• Written instruction
Copy the records below verbatim, leaving out the pictures.

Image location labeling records
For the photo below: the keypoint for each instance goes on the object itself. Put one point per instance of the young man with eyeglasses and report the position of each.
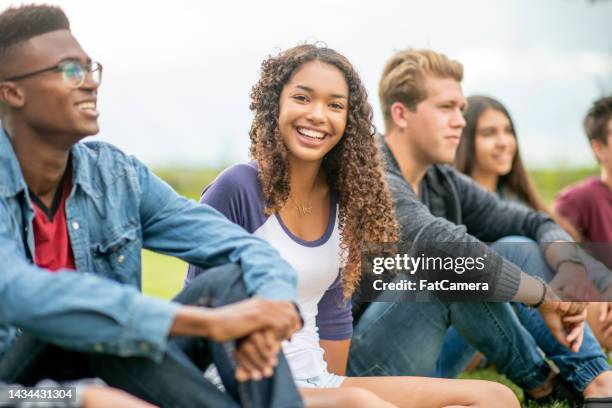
(87, 208)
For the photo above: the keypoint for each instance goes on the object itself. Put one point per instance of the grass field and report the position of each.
(163, 276)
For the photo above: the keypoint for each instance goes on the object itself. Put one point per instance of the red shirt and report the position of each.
(588, 206)
(52, 243)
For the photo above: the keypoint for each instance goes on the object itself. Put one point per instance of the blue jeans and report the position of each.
(176, 381)
(577, 369)
(405, 338)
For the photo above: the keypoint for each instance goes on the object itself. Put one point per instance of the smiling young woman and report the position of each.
(316, 192)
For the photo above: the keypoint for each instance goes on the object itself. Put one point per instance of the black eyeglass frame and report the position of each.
(90, 67)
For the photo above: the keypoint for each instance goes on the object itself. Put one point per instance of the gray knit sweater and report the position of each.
(454, 212)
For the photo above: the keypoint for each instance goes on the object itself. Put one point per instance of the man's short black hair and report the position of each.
(596, 120)
(19, 24)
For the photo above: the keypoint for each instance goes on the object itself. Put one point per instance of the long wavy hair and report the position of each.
(517, 180)
(352, 168)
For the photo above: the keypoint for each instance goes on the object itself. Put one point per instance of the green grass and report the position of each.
(163, 276)
(492, 375)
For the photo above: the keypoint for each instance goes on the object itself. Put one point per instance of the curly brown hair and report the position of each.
(352, 168)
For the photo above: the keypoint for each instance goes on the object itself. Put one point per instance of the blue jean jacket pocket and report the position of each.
(118, 257)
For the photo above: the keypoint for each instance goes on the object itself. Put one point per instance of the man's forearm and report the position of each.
(192, 321)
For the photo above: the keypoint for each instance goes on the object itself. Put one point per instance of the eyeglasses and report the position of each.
(74, 72)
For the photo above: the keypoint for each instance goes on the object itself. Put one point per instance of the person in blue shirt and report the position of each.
(114, 208)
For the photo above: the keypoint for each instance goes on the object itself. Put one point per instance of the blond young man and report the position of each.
(422, 102)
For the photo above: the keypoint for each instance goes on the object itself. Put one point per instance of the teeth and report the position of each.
(87, 105)
(311, 133)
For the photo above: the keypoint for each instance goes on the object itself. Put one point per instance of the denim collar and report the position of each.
(13, 182)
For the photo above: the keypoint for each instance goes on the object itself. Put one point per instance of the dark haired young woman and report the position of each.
(316, 193)
(489, 153)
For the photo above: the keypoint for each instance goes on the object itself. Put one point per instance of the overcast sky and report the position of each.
(177, 74)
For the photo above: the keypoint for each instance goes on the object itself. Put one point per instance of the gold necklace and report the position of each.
(303, 209)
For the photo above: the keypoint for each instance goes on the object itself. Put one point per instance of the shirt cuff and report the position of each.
(507, 283)
(148, 327)
(277, 291)
(550, 233)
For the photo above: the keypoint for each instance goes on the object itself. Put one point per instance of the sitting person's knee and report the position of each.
(216, 286)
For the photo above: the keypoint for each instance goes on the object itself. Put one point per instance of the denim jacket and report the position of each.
(115, 208)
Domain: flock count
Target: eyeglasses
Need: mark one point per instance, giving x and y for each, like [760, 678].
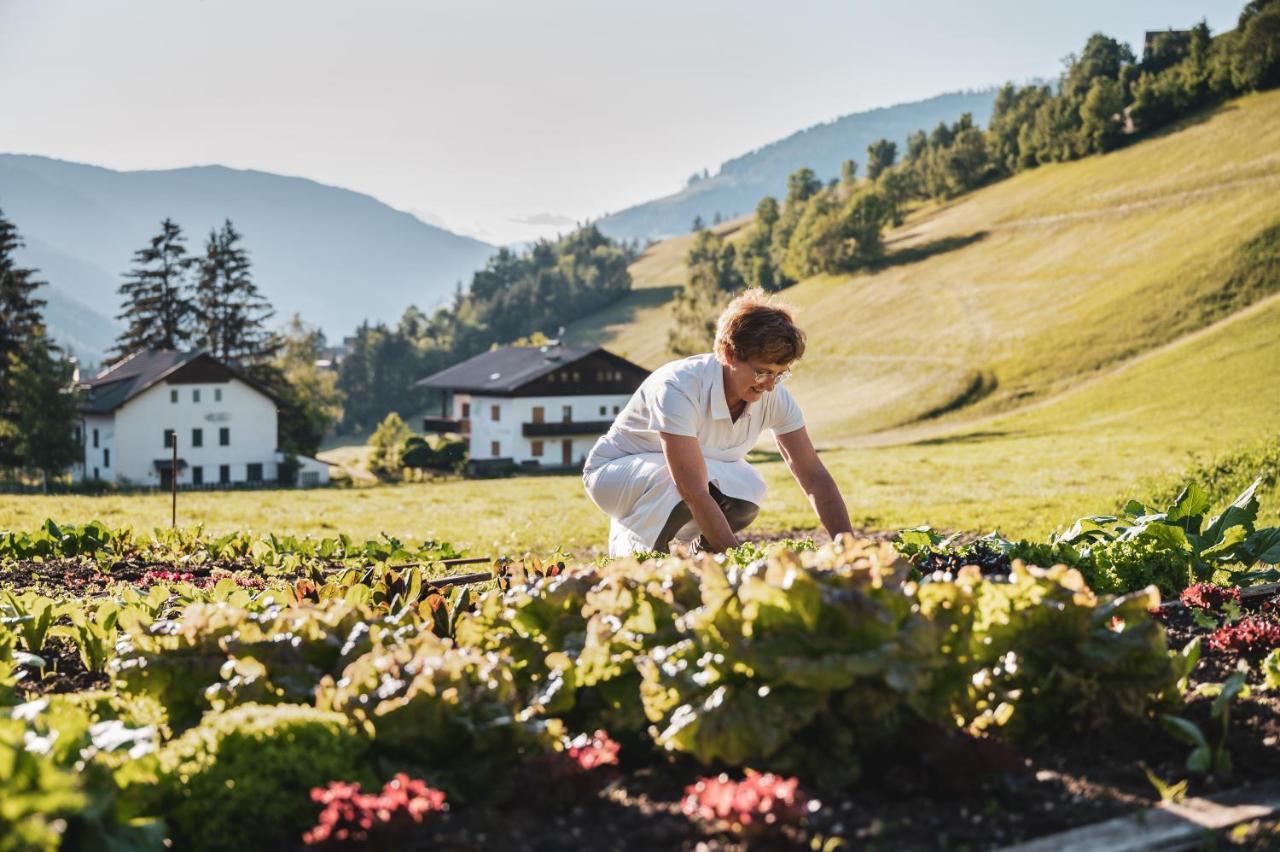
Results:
[768, 375]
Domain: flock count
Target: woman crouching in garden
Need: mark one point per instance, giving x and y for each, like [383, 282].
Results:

• Finished exercise
For the photo below: the keypoint for each instance goes on the object itself. Put one point per instance of the young man with eyeglasses and report the position of each.
(87, 208)
For the photo above: the keypoint for each instance goes on the object itself. Put one point per instance of the grass field and report the position of each.
(163, 276)
For the photo above: the keypoint for each instance goes on the object itself. Put one point per instance of the red shirt and report the position of each.
(588, 206)
(52, 243)
For the photo above: the keypoint for each instance goes on the object itself. Put one point per instance of the blue jeans and report the position of each.
(176, 381)
(577, 369)
(405, 338)
For the photo above: the keypoint for each instance goes on the object itself. Put one point per instance of the smiling young woman and report the position of each.
(316, 192)
For the photo above: the keypoint for each instance goes on the object itself. Put one point per instance of the black eyeglass frame and report the position of each.
(90, 67)
For the photo above: the keypoint for each instance goes on the object itself. Put one point per instance of the gray knit sweater and report the position of each.
(454, 212)
For the photo above: the keypoint for each instance goes on the object itself. Put one point per instance of the man's short black hair and report the position of each.
(596, 120)
(19, 24)
For the photo above: the keypoint for each instance goes on the object itself. Put one point per instance of the long wavy hair and report the position of each.
(517, 180)
(352, 168)
For the photo above: the keypoint for each instance goes on the object itself. Put one point per instance of the green grass and report the position of each.
(163, 276)
(492, 375)
For the photo above: the keypoint for each instance goes on the object itself. Put one point per instance of the curly brown hair and report the position of each.
(352, 168)
For the photo above: the keypoint for each instance goes on the object itself. Put one point per instance of the blue jean jacket pocket and report the position of each.
(118, 257)
For the photo above: the keypoint for each instance goes on the object itself. Put one point per instance of the man's forearm and report the position of each.
(192, 321)
For the photo above: the keypoint for each instance goes on the object itself. Put one point per instance of the eyeglasses and report the position of each.
(74, 72)
For the photo above: the keypoint for each instance goes on the object itself. Put one point per instance of the person in blue shirt and report the position of each.
(114, 208)
For the photo above: the keypoint for each instance goes on the object itself. Put one point per instance of the blond young man and report the position of each.
(422, 102)
For the photo above: the keypoint for each instance goes on the object itself. Put one point per instance of the teeth and report the position of each.
(87, 105)
(311, 133)
For the photo above: the keypoint for each instance goes on the object itself. Put one point per instance of the denim collar and report the position of each.
(13, 182)
For the photo above: the keypoint for each instance goes on the object itself. Put one point per instance of the dark haired young woman and report the position of each.
(316, 193)
(489, 153)
For the photo above: the keypoint for each instance goes on the object itself. Put one point per instance of the overcast sky and report the position of each.
(177, 74)
For the photo above: the keypoint for each instance goes on the object itself. Put one point per instance of the gold necklace and report the position of each.
(303, 209)
For the photo above: the keypoint for each instance goes on the object itself. Put one point per instance of the shirt cuff and report the position of each.
(507, 283)
(148, 327)
(277, 291)
(550, 233)
For the photo above: the keypoint for each instance goes on the object itself. Put one point per instance of the sitting person's knee and report the position of each.
(216, 286)
For the photo above: the keypoint for each instance goes on the object itself. Put one point per instance of the denim jacket and report the position of each.
(115, 208)
Domain: flock count
Target: eyeglasses
Need: mark one point per instance, giving x and y for each, like [760, 678].
Results:
[768, 375]
Domain: flock count
Target: woman crouching in garden
Need: mark one point per instance, giving x and y for each, like [383, 282].
Results:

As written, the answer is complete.